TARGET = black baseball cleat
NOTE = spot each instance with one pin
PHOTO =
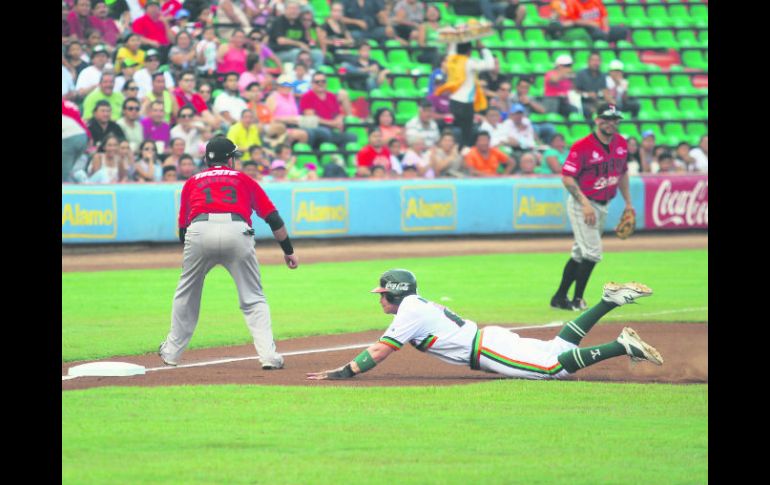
(561, 303)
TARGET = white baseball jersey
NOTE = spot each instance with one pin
(431, 328)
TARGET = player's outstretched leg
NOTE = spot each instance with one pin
(628, 343)
(613, 295)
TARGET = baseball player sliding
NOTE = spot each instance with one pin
(434, 329)
(215, 226)
(594, 171)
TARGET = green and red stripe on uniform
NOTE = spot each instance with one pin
(427, 343)
(391, 342)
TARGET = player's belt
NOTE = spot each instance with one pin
(233, 216)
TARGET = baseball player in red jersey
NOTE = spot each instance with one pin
(215, 226)
(594, 171)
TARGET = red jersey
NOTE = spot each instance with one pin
(597, 171)
(220, 189)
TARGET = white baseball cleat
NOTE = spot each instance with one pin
(273, 364)
(637, 348)
(623, 293)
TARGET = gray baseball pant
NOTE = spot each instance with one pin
(208, 243)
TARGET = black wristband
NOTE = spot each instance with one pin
(286, 246)
(344, 373)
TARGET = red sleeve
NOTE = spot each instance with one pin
(184, 205)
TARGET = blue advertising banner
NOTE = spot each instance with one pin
(148, 212)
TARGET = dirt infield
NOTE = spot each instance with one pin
(683, 346)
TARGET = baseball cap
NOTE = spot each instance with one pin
(100, 49)
(609, 111)
(564, 60)
(219, 149)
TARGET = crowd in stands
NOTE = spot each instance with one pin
(146, 84)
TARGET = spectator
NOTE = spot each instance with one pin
(527, 164)
(646, 150)
(107, 166)
(80, 19)
(484, 161)
(254, 73)
(169, 174)
(326, 106)
(129, 123)
(423, 125)
(367, 19)
(107, 93)
(375, 153)
(385, 120)
(229, 104)
(177, 148)
(144, 76)
(148, 168)
(591, 85)
(617, 90)
(701, 155)
(467, 96)
(445, 159)
(74, 139)
(372, 72)
(245, 133)
(633, 162)
(186, 95)
(155, 127)
(406, 19)
(335, 36)
(206, 52)
(286, 36)
(558, 85)
(159, 93)
(107, 26)
(544, 131)
(182, 55)
(153, 28)
(683, 158)
(186, 167)
(189, 131)
(231, 57)
(501, 133)
(554, 157)
(491, 80)
(89, 78)
(101, 123)
(590, 15)
(124, 82)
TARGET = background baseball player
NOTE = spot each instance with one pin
(594, 171)
(215, 226)
(434, 329)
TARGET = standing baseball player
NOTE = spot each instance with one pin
(434, 329)
(215, 226)
(594, 171)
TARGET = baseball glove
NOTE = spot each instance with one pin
(627, 224)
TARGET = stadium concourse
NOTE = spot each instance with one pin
(146, 84)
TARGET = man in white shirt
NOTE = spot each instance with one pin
(436, 330)
(229, 103)
(423, 125)
(701, 155)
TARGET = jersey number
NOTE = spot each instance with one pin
(230, 197)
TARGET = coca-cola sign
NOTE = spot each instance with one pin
(676, 202)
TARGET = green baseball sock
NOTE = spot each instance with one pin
(573, 360)
(574, 331)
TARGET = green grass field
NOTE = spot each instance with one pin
(129, 312)
(526, 432)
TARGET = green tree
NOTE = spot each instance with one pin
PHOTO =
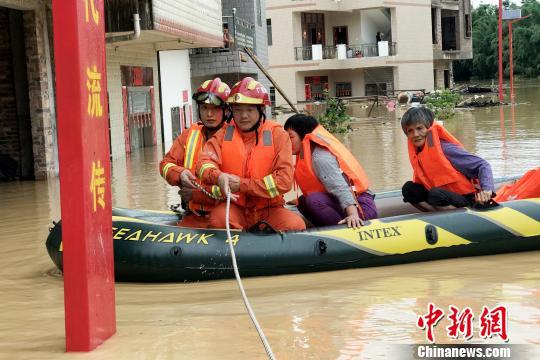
(526, 38)
(335, 118)
(443, 102)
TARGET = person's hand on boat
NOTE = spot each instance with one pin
(483, 196)
(187, 179)
(353, 219)
(229, 182)
(186, 194)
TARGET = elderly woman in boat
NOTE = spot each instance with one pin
(333, 183)
(446, 176)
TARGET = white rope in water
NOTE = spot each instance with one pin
(263, 338)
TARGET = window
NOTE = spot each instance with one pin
(376, 89)
(343, 89)
(468, 25)
(434, 25)
(259, 13)
(269, 31)
(273, 96)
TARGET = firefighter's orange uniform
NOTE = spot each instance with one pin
(184, 154)
(261, 158)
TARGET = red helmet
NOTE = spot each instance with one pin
(249, 91)
(212, 92)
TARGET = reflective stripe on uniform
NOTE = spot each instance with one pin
(267, 138)
(166, 169)
(229, 132)
(271, 186)
(205, 167)
(191, 148)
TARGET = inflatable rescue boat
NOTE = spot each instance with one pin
(148, 247)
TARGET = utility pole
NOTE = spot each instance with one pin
(501, 93)
(510, 23)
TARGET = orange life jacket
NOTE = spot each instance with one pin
(527, 187)
(193, 147)
(304, 174)
(431, 167)
(256, 165)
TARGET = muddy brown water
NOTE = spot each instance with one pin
(352, 314)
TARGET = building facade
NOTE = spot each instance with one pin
(28, 145)
(361, 48)
(244, 24)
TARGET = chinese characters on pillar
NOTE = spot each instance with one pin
(97, 185)
(90, 8)
(93, 84)
(492, 322)
(94, 108)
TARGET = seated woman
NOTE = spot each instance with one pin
(445, 176)
(334, 185)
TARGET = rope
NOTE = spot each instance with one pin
(263, 338)
(205, 192)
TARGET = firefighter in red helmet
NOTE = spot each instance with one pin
(252, 158)
(178, 165)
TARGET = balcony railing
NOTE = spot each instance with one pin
(237, 33)
(353, 51)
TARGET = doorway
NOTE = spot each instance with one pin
(340, 35)
(312, 29)
(16, 142)
(141, 132)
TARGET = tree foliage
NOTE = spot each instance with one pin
(526, 48)
(335, 118)
(442, 103)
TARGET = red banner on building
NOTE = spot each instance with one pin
(85, 172)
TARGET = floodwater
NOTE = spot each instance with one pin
(352, 314)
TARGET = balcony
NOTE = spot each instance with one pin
(167, 24)
(352, 52)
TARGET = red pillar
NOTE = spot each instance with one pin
(501, 93)
(85, 192)
(511, 55)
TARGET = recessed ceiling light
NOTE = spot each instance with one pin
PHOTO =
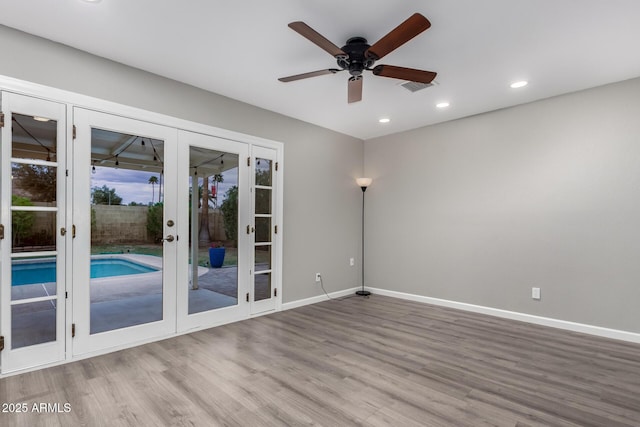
(521, 83)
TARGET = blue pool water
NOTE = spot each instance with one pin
(26, 273)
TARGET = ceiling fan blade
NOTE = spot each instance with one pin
(402, 73)
(404, 32)
(307, 75)
(355, 89)
(315, 37)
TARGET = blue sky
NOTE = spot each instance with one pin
(133, 186)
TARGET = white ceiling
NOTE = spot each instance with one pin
(240, 48)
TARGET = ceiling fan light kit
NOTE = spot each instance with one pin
(357, 55)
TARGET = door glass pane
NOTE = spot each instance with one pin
(33, 277)
(214, 238)
(263, 172)
(126, 230)
(33, 323)
(262, 286)
(32, 231)
(263, 229)
(34, 185)
(262, 258)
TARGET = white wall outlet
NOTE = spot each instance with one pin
(535, 293)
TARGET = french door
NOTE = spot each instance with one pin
(33, 223)
(116, 231)
(213, 182)
(126, 233)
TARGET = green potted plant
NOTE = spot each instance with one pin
(216, 255)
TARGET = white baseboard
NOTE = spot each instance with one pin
(538, 320)
(319, 298)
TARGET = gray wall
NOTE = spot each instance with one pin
(546, 194)
(321, 201)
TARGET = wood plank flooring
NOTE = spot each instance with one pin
(376, 362)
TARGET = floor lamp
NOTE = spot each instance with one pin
(363, 183)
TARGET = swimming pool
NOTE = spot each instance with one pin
(44, 271)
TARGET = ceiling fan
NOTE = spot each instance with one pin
(357, 55)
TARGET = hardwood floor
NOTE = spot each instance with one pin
(377, 361)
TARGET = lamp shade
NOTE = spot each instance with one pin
(363, 182)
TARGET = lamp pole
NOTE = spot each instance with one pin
(363, 183)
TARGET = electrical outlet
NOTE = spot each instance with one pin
(535, 293)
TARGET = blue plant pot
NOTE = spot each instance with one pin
(216, 257)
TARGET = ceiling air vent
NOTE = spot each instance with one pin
(415, 86)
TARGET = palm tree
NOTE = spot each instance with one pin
(153, 181)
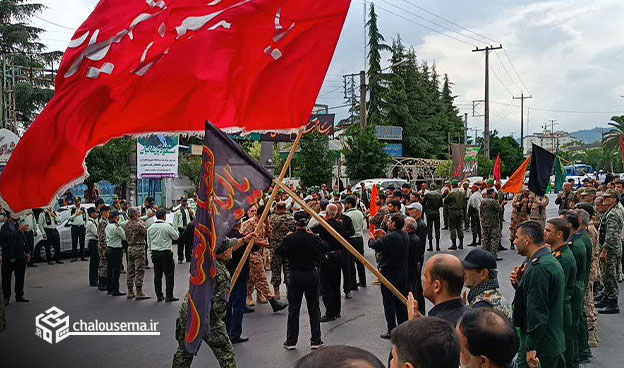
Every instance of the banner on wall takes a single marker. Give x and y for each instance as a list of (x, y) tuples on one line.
[(157, 156)]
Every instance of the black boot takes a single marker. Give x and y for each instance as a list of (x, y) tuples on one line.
[(277, 306), (611, 307)]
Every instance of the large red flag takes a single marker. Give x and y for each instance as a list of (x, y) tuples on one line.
[(497, 168), (168, 66)]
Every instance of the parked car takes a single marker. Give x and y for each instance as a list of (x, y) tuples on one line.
[(64, 230)]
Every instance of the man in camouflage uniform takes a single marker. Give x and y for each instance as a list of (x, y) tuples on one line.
[(281, 223), (455, 205), (432, 201), (490, 213), (480, 277), (217, 339), (519, 212), (103, 265), (611, 242), (135, 236)]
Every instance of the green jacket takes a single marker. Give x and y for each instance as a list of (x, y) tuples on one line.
[(538, 305)]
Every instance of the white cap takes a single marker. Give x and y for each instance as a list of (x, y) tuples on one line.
[(414, 206)]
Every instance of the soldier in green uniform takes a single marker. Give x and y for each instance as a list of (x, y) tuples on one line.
[(611, 242), (217, 339), (282, 223), (556, 234), (432, 201), (490, 213), (538, 302), (455, 204)]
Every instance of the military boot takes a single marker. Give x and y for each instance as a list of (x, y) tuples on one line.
[(611, 307), (277, 306)]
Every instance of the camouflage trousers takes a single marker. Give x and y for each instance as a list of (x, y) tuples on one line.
[(103, 265), (515, 221), (491, 238), (279, 264), (610, 277), (257, 277), (456, 225), (136, 267), (217, 340)]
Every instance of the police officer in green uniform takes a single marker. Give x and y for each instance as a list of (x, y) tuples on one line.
[(538, 302), (557, 234)]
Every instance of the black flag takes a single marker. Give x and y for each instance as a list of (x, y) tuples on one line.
[(541, 168)]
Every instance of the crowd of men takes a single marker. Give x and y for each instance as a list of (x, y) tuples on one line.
[(573, 263)]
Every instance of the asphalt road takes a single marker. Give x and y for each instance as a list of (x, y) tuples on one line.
[(66, 287)]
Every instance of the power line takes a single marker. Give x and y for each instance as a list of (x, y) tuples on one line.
[(422, 25), (52, 23), (450, 21)]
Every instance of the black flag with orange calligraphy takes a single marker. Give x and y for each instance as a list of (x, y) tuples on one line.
[(230, 182)]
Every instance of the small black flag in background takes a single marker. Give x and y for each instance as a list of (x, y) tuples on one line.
[(541, 168)]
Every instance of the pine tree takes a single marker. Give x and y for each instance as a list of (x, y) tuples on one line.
[(376, 82)]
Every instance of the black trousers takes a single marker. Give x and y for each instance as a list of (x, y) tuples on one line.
[(303, 283), (78, 235), (185, 244), (113, 257), (53, 240), (94, 261), (8, 268), (330, 282), (358, 244), (30, 245), (348, 268), (394, 310), (163, 264)]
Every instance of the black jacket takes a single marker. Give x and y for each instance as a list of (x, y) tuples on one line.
[(13, 242), (393, 252)]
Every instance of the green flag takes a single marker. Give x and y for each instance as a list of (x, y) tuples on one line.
[(560, 174)]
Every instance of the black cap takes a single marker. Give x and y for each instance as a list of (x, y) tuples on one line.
[(479, 259)]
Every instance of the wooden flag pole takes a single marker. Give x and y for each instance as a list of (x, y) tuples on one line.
[(342, 241), (267, 207)]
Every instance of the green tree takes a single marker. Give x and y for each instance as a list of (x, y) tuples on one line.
[(315, 162), (364, 155), (376, 81)]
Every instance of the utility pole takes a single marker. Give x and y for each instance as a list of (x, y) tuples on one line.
[(363, 99), (486, 128), (522, 98)]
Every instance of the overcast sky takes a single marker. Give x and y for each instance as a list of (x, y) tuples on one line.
[(568, 54)]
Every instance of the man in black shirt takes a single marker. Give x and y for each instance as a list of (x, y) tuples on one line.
[(330, 265), (302, 249), (15, 255), (393, 252)]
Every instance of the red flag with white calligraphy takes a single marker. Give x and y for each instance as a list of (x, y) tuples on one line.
[(135, 67)]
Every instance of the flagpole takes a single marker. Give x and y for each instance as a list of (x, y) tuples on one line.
[(342, 241), (267, 208)]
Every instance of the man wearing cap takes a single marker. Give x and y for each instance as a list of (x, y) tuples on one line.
[(114, 252), (92, 245), (454, 202), (78, 219), (474, 204), (282, 223), (432, 201), (160, 237), (303, 251), (480, 276), (182, 218), (490, 212), (611, 242), (217, 339), (103, 262)]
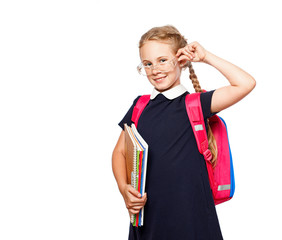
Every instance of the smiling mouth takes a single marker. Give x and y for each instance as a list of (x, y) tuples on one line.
[(159, 79)]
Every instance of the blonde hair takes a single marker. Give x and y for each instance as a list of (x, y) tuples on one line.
[(170, 34)]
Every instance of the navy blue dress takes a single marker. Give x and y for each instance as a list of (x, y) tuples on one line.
[(180, 205)]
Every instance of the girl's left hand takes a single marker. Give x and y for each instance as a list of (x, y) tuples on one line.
[(192, 52)]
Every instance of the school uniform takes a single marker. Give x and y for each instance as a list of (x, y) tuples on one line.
[(180, 205)]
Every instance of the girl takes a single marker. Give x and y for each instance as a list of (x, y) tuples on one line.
[(178, 200)]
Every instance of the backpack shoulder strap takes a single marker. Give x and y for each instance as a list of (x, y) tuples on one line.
[(195, 114), (139, 107)]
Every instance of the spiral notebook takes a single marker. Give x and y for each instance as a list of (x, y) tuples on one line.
[(136, 154)]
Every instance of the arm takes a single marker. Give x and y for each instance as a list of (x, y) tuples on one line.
[(241, 83), (132, 197)]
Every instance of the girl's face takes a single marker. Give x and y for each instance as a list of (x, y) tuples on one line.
[(153, 53)]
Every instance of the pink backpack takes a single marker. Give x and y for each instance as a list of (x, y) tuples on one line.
[(221, 177)]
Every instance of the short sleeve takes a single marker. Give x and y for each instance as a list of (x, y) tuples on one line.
[(127, 118), (206, 99)]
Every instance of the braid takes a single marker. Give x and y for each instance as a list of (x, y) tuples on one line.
[(211, 139), (194, 78)]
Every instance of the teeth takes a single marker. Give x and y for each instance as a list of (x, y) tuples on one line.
[(160, 79)]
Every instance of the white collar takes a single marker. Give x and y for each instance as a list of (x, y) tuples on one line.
[(171, 93)]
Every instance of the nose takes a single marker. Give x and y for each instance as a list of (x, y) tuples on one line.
[(155, 70)]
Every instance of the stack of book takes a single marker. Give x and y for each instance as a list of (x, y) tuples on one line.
[(136, 150)]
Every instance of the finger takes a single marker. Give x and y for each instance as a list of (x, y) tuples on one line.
[(134, 192), (179, 52)]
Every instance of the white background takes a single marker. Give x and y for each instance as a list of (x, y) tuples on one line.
[(68, 76)]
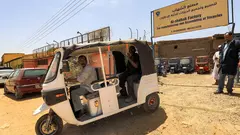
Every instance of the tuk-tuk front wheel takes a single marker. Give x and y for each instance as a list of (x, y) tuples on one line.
[(5, 90), (152, 103), (54, 127), (18, 94)]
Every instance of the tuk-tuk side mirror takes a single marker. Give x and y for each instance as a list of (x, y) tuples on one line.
[(65, 67), (5, 77)]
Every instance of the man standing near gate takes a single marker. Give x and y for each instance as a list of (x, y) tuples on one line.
[(229, 61)]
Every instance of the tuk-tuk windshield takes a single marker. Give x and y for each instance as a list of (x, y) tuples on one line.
[(157, 61), (185, 61), (200, 60), (52, 71), (173, 60)]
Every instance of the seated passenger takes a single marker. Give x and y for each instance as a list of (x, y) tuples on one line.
[(132, 73), (86, 77)]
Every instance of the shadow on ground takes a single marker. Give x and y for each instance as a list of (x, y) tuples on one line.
[(194, 86), (131, 122), (234, 94), (25, 97)]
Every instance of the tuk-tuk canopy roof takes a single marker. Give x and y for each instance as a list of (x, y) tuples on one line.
[(105, 43), (144, 51)]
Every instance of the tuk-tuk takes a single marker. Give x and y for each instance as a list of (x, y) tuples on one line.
[(161, 66), (174, 65), (104, 98), (187, 65), (202, 64)]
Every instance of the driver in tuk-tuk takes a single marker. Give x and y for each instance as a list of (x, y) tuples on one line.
[(132, 74), (85, 78)]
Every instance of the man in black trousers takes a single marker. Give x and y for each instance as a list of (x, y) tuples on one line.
[(229, 61)]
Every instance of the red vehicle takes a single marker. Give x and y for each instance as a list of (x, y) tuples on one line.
[(23, 81), (202, 64)]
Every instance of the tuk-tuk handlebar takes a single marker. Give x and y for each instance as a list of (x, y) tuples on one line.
[(110, 81)]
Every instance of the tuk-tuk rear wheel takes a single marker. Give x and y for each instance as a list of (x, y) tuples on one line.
[(55, 128), (5, 90), (18, 94), (152, 103)]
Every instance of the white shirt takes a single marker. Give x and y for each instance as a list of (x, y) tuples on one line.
[(87, 76)]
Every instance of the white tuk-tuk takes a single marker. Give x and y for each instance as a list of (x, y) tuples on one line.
[(103, 98)]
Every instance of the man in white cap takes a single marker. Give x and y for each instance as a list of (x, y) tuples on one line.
[(215, 74)]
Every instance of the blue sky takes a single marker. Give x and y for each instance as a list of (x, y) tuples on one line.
[(20, 19)]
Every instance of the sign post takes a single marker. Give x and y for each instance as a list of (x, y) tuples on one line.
[(190, 15)]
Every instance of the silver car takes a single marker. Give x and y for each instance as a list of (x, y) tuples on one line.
[(4, 73)]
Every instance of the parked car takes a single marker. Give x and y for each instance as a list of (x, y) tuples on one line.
[(202, 64), (4, 73), (2, 67), (161, 66), (24, 81), (174, 65), (187, 65)]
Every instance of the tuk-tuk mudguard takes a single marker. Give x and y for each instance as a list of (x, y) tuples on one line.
[(41, 108), (54, 97)]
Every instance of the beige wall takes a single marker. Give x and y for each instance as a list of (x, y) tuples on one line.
[(184, 48)]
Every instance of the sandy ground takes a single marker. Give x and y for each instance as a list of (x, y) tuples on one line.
[(188, 107)]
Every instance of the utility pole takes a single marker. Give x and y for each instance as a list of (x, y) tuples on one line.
[(137, 34), (130, 31), (80, 35)]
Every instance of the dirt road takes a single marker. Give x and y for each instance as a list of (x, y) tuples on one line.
[(188, 107)]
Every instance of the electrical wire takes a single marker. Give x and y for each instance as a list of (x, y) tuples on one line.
[(62, 23), (50, 20), (56, 21)]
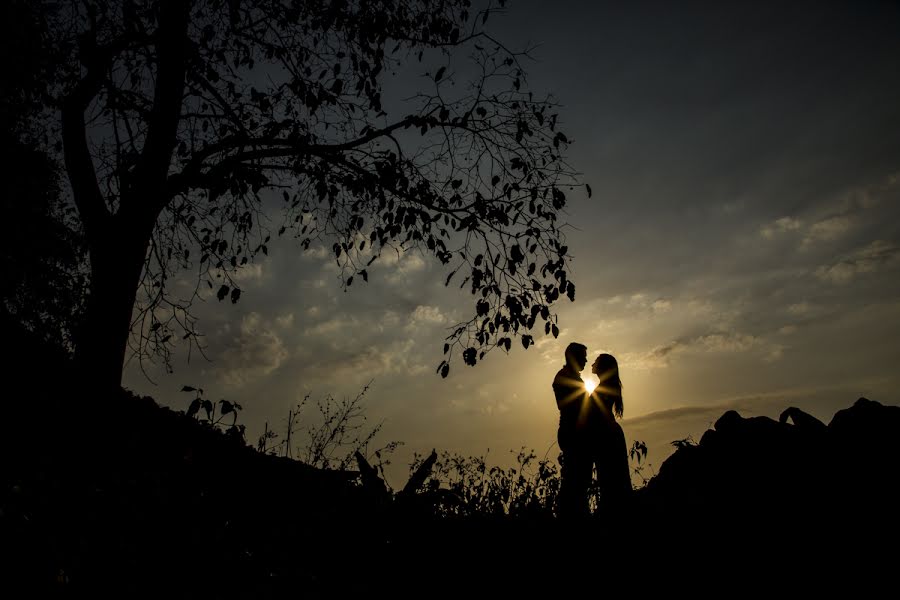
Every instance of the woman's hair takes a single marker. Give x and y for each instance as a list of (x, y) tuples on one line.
[(610, 386)]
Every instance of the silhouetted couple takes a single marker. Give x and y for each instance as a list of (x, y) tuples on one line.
[(589, 435)]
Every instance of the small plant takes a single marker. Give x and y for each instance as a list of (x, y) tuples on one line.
[(225, 408), (466, 486), (640, 469), (330, 439)]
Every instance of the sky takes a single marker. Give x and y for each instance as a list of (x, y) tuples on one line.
[(741, 248)]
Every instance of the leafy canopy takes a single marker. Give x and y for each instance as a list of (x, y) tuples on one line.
[(283, 104)]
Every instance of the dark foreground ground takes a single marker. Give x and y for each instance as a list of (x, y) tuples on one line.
[(117, 497)]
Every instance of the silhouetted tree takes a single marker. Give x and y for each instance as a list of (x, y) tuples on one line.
[(41, 255), (183, 121)]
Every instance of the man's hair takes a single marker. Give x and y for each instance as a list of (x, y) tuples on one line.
[(573, 350)]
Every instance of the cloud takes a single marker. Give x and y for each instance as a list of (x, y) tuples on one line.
[(424, 316), (779, 226), (726, 342), (828, 229), (718, 342), (255, 352), (661, 306), (877, 256), (252, 272), (800, 308)]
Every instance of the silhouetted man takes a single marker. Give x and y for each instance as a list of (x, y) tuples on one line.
[(577, 456)]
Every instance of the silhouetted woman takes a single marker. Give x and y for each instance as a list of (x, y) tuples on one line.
[(610, 450)]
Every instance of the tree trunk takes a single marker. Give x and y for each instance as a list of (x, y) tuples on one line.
[(117, 261)]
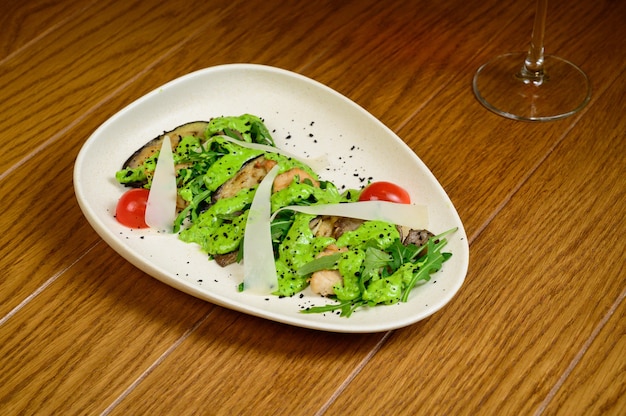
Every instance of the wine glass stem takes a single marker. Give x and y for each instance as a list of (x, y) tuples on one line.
[(532, 71)]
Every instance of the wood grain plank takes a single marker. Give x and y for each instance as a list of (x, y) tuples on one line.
[(79, 344), (501, 345), (85, 59), (51, 228), (597, 385), (237, 364), (24, 22)]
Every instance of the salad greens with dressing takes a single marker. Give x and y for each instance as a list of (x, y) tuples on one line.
[(219, 167)]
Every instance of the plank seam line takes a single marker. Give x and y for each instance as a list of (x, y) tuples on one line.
[(43, 287), (155, 364), (44, 34), (581, 353), (353, 374), (524, 179)]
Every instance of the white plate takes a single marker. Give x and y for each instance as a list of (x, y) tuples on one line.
[(306, 118)]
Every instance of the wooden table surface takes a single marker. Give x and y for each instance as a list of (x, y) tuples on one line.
[(539, 326)]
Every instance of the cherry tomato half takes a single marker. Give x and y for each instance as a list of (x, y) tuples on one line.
[(385, 191), (131, 208)]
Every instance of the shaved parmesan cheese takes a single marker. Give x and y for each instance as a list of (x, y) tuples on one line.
[(316, 164), (161, 207), (413, 216), (259, 270)]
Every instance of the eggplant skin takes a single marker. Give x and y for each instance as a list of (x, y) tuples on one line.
[(137, 159)]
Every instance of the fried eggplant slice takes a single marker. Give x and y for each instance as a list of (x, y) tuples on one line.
[(137, 159)]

- **Your assignment**:
Working from the entries above, find every line in which the word "balcony" occurs and copy it.

- **Exercise solution**:
TARGET = balcony railing
TARGET = balcony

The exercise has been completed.